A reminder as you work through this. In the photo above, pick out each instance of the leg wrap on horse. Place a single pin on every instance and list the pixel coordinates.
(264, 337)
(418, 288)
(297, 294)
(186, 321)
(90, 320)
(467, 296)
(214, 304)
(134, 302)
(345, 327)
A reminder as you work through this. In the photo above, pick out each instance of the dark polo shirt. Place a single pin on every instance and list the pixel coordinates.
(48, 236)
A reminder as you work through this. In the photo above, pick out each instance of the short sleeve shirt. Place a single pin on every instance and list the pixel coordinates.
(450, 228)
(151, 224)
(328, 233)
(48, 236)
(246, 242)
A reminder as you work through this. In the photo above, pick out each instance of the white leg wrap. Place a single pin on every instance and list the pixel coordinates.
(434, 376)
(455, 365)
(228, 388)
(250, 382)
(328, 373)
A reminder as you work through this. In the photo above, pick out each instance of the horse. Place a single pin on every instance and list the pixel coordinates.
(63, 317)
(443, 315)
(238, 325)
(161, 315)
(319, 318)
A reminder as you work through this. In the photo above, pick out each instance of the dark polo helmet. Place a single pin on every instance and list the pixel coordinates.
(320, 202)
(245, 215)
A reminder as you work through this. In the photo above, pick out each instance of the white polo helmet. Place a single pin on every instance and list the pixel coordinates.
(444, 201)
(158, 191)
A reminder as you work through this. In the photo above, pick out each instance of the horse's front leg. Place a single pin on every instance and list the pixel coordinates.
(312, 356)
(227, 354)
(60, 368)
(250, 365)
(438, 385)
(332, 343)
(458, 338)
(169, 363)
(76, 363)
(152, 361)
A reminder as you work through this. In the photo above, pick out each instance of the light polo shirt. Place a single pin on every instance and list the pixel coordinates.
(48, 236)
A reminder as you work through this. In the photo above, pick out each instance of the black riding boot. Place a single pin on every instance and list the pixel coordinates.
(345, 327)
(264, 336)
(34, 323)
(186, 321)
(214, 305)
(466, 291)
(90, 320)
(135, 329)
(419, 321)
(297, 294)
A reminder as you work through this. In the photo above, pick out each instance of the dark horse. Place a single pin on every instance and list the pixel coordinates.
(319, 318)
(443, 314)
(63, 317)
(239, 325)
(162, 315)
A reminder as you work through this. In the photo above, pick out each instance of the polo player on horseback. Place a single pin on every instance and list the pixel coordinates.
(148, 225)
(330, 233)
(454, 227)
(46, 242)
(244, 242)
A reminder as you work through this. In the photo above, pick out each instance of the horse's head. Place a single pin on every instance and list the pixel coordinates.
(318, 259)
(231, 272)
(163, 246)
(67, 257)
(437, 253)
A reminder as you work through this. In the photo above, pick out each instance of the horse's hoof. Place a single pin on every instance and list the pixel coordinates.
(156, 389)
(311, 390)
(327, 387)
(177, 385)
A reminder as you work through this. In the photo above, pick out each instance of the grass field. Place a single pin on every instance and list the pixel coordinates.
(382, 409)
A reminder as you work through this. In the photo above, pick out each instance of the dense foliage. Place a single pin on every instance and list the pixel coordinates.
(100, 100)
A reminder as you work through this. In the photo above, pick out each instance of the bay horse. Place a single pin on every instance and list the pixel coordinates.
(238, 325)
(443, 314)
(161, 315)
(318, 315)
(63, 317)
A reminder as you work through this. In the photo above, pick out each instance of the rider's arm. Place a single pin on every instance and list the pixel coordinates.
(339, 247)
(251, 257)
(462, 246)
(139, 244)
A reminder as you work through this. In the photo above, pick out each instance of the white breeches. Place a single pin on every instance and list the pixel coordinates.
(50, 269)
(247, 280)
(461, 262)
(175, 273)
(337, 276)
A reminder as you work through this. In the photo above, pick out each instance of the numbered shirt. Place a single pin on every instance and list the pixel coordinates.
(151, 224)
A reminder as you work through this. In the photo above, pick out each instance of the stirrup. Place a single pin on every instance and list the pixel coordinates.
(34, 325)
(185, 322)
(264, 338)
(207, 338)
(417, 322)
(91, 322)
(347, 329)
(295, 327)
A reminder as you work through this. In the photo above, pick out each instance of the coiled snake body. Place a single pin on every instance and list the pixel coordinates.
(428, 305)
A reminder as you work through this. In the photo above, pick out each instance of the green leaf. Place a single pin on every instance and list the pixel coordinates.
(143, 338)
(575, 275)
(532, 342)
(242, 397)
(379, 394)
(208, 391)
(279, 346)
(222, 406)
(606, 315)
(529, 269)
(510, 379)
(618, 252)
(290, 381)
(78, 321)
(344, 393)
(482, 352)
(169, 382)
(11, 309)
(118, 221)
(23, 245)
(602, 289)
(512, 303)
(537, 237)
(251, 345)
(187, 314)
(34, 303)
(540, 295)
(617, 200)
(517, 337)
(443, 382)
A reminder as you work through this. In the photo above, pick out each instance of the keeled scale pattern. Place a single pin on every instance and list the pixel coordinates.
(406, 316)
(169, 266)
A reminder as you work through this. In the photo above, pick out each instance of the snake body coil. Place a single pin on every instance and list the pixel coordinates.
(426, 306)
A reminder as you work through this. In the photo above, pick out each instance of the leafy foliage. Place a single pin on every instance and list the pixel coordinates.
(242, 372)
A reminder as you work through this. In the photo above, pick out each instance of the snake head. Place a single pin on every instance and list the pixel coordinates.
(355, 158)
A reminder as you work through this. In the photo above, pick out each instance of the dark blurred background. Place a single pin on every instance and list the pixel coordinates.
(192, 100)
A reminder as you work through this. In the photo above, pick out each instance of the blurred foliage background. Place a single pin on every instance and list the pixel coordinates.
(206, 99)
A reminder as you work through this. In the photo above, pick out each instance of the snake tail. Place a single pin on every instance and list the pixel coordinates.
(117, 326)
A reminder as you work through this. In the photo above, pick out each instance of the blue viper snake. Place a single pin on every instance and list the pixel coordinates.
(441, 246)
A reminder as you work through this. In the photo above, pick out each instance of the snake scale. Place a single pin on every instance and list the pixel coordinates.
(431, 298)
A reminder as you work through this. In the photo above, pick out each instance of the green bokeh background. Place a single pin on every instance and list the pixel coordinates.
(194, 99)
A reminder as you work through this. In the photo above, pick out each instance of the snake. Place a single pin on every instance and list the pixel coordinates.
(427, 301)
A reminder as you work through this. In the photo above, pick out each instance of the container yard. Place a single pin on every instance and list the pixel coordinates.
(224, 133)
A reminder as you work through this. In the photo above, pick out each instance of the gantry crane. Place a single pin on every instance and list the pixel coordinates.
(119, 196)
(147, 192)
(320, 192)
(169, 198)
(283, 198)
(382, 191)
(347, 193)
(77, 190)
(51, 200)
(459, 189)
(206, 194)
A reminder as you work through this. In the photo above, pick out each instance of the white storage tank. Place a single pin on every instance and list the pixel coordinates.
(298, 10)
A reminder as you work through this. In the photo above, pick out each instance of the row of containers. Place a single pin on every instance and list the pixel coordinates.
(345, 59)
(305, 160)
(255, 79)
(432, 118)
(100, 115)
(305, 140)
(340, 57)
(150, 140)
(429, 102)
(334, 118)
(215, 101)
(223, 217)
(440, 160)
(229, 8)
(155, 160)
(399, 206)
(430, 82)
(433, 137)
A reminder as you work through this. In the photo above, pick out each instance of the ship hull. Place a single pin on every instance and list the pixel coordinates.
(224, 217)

* [Task details] Please output the entire listing exactly as it stands.

* [Full output]
A reminder as you work through this. In the photo above, pick out each instance of the leg wrap on horse. Place a single pin on every instance and list the pixel coordinates.
(264, 337)
(418, 288)
(297, 294)
(186, 321)
(90, 320)
(467, 296)
(214, 304)
(134, 302)
(345, 327)
A reminder as you work through this. In the photo above, pick out each instance of the dark polo shirt. Place a single pin on every instance and list the pixel coordinates.
(48, 236)
A reminder as you work through this. In the photo above, pick out each instance of the short sleeve shirt. Place a single pin on every instance and list the pixel coordinates.
(450, 228)
(151, 224)
(328, 233)
(48, 236)
(246, 242)
A reminder as you work through this. In the photo above, pick out each instance of the white leg wrap. Place a single pin on every instance and list the pixel coordinates.
(434, 376)
(455, 365)
(228, 388)
(250, 382)
(328, 373)
A reminder as you work through this. In the photo above, pick out each instance of the horse. Place a single pin on every instance and list the pixel coordinates.
(63, 317)
(443, 315)
(238, 325)
(161, 315)
(319, 318)
A reminder as you work through this. In the photo above, pick out each instance of the dark polo helmet. Place a single pin on every instance and list the pixel coordinates.
(320, 202)
(245, 215)
A reminder as you work through this. In the photo above, pick out each instance of the white polo helmet. Place a single pin on every instance and list the pixel coordinates.
(444, 201)
(158, 191)
A reminder as you work through this. In the photo above, pick out each instance of the horse's front leg. Place a single pin on every instance and list the pixel coordinates.
(312, 356)
(227, 354)
(60, 368)
(250, 365)
(438, 385)
(332, 343)
(458, 338)
(169, 363)
(76, 363)
(152, 361)
A reminder as you work through this. In the photo above, pick out each instance of the light polo shirt. Place a single pin on every instance and list the pixel coordinates.
(48, 236)
A reminder as you work through this. In the photo above, pick out each instance of the black riding boot. Place a single pin on every instance and list the pixel coordinates.
(345, 327)
(264, 336)
(34, 323)
(186, 321)
(214, 305)
(466, 291)
(90, 320)
(135, 329)
(419, 321)
(297, 294)
A reminder as you work through this. In the photo above, pick out each instance of the dark horse. Place a single pin on every instance and list the pixel coordinates.
(319, 318)
(443, 314)
(63, 317)
(239, 325)
(162, 315)
A reminder as you work through this. In the photo above, pick out each instance of the polo player on horseback. Place a single pin on every instance and list the pixel coordinates.
(148, 225)
(330, 233)
(454, 227)
(46, 242)
(244, 242)
A reminder as you work through this. In the photo above, pick out each instance of the horse's head. Place a single pin on every instance and list the pixel coordinates.
(318, 259)
(231, 272)
(163, 246)
(67, 257)
(437, 253)
A reminder as you work through this. In the photo above, pick out each instance of the horse's hoof. Place a single pin on every instance and list the pixel coordinates.
(156, 389)
(311, 390)
(327, 387)
(177, 385)
A reminder as you work through this. In the photo above, pick out each instance of the grass field. Place a single pin on every instance and list the pixel coordinates.
(382, 409)
A reminder as you work through this. In the photo above, pick out each instance of the dense foliage. Place a single pin on every instance and list the pixel coordinates.
(100, 100)
A reminder as you work through this. In the photo above, pick out each instance of the bay horse. Place a single pin on every instance and list the pixel coordinates.
(238, 325)
(443, 314)
(161, 315)
(318, 315)
(63, 317)
A reminder as you work through this. In the photo above, pick out each instance of the rider's arm. Place a single pin on every instance and list the pixel coordinates.
(339, 247)
(251, 257)
(462, 246)
(139, 244)
A reminder as you work through this. In the photo above, pick out each instance of the white breeches. Place a single pin on every instance and list the pixel coordinates.
(50, 269)
(247, 280)
(461, 262)
(175, 273)
(337, 276)
A reminder as you work through this. In the photo above, pick out each instance of the numbered shirt. Place a single pin on every instance and list the pixel coordinates.
(151, 224)
A reminder as you work through this. In the photo above, pick out each instance of the stirrup. Place a single pin on every instance and list the pixel coordinates.
(34, 325)
(185, 322)
(264, 338)
(207, 338)
(417, 322)
(91, 322)
(347, 329)
(295, 327)
A reminder as you work through this. In the photo above, pick out each instance of the coiled snake body. Place a single pin on every instance and list the pixel coordinates.
(428, 305)
A reminder as you work through this. In the photo above, pick out each instance of the green leaf. Place a single pin on every instance and list the pixel coordinates.
(143, 338)
(575, 275)
(532, 342)
(242, 397)
(379, 394)
(208, 391)
(279, 346)
(222, 406)
(606, 315)
(529, 269)
(510, 379)
(618, 252)
(290, 381)
(78, 321)
(344, 393)
(482, 352)
(169, 382)
(11, 309)
(118, 221)
(23, 245)
(602, 289)
(512, 303)
(537, 237)
(251, 345)
(187, 314)
(34, 303)
(540, 295)
(617, 200)
(517, 337)
(443, 382)
A reminder as you work through this. In the photo above, pick out each instance of the keeled scale pattern. Place a single pin on every instance and list the pixel coordinates.
(406, 316)
(169, 266)
A reminder as you work through this. In the photo above, pick out each instance of the snake body coil. Place a single pin on every instance and list the pixel coordinates.
(426, 306)
A reminder as you work through this. In the photo above, pick out each instance of the leafy foliage. Place a single pin on every instance and list the pixel coordinates.
(242, 372)
A reminder as you work through this. In the photo above, pick out each instance of the snake head. Place a single pin on every instance and list the pixel coordinates.
(355, 158)
A reminder as you work through this. In the photo above, pick out each instance of the dark blurred background. Place a single pin on every instance and list the pixel coordinates.
(192, 100)
A reminder as you work through this. In the photo above, pick out each instance of the blurred foliage background. Place a single pin on every instance and list the pixel coordinates.
(206, 99)
A reminder as you work through this. In the photo above, pick out each instance of the snake tail. Place a single pin on every instance and list the pixel coordinates.
(117, 326)
A reminder as you work through this. In the photo above, pick out each instance of the blue viper snake. Place a single pin on every instance and list the pixel coordinates.
(441, 246)
A reminder as you work through this. In the photo above, pick out each instance of the snake scale. Place a single pin on every instance and list the pixel coordinates.
(431, 298)
A reminder as you work through this. In the photo above, pick out each instance of the green bokeh background. Place a single pin on every instance and list the pixel coordinates.
(194, 99)
A reminder as you work through this. In the photo above, pick out each instance of the snake. Place a single pin on every instance and list the pixel coordinates.
(427, 301)
A reminder as you work through this. In the photo above, pick out each instance of the container yard. Place a single pin on every instance and list the pixel coordinates.
(224, 133)
A reminder as you work through this. In the photo above, pick out each instance of the gantry crane. Place a single pin on every instance and list the pixel coordinates.
(119, 196)
(147, 192)
(320, 192)
(169, 198)
(283, 198)
(382, 191)
(347, 193)
(77, 190)
(51, 200)
(459, 189)
(206, 194)
A reminder as you work through this. In the photo above, pick out each instance of the white storage tank. Place a single pin on every instance and list the pixel coordinates.
(298, 10)
A reminder as you work through this. In the photo above, pick out each instance of the row of containers. Place a single pin on every instance and list the pixel coordinates.
(345, 59)
(305, 160)
(255, 79)
(432, 118)
(100, 115)
(305, 140)
(340, 57)
(150, 140)
(429, 102)
(334, 118)
(215, 101)
(223, 217)
(440, 160)
(229, 8)
(155, 160)
(399, 206)
(430, 82)
(433, 137)
A reminder as you work through this. In the photo above, pick out each instance of the ship hull. Place a single pin on every instance and list the pixel coordinates.
(224, 217)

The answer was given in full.